[GIVEN INFORMATION Boundary: Start]
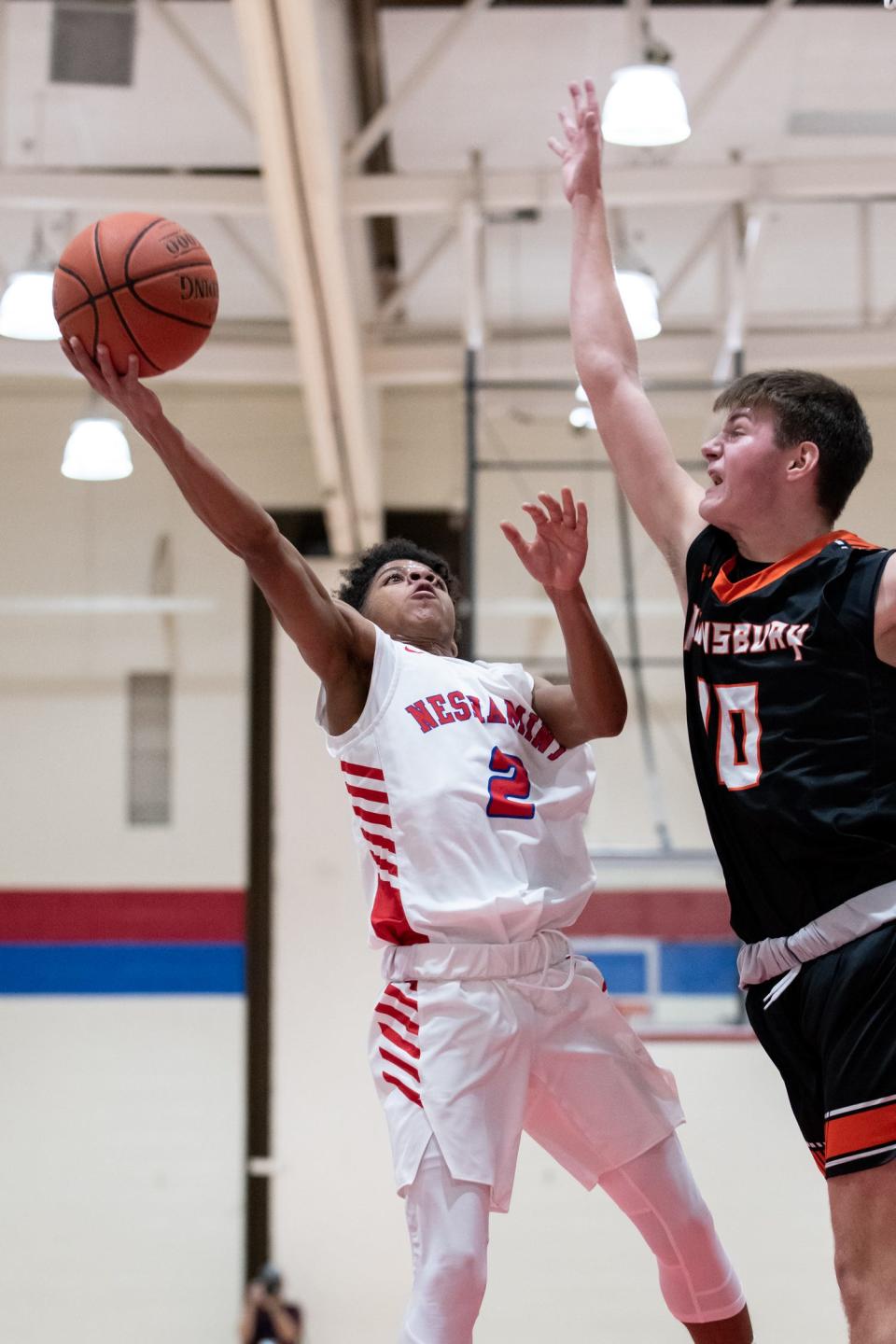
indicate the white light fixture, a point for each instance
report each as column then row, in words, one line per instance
column 638, row 293
column 26, row 308
column 581, row 417
column 97, row 451
column 645, row 106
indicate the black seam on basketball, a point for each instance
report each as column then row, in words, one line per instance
column 162, row 312
column 121, row 316
column 74, row 274
column 116, row 289
column 141, row 234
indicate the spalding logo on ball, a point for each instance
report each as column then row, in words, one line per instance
column 140, row 286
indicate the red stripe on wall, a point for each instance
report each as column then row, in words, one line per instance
column 122, row 916
column 665, row 913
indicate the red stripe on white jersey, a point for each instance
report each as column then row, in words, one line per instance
column 402, row 1063
column 399, row 1016
column 385, row 866
column 383, row 842
column 367, row 794
column 409, row 1092
column 414, row 1051
column 394, row 992
column 364, row 772
column 373, row 818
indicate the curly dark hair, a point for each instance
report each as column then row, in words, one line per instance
[GIVEN INFORMATION Boundary: End]
* **WHAT IS NEEDED**
Give the records again exactly, minus the pictures.

* **EXERCISE RESULT**
indicate the white light fixture, a point for each instance
report each as column then row, in words, one line per instance
column 638, row 293
column 26, row 308
column 581, row 417
column 97, row 451
column 645, row 106
indicate the black seam on basketball, a point for each instance
report each as column then row, in words, one line per instance
column 162, row 312
column 121, row 316
column 74, row 274
column 116, row 289
column 141, row 234
indicate the spalding logo on ball, a point for each instance
report each as column then row, in words, one line per instance
column 140, row 286
indicate the red stripe on wall, a point for each instance
report each as column then row, in words, one line per instance
column 122, row 916
column 665, row 913
indicate the red stripe on white jersey, a point for each instance
report each as column then row, in words, one line per instance
column 402, row 1063
column 399, row 1016
column 385, row 866
column 383, row 842
column 367, row 794
column 409, row 1092
column 414, row 1051
column 394, row 992
column 364, row 772
column 373, row 818
indicate the curly dark hair, a point for each instance
report each as column then row, in words, one line per instance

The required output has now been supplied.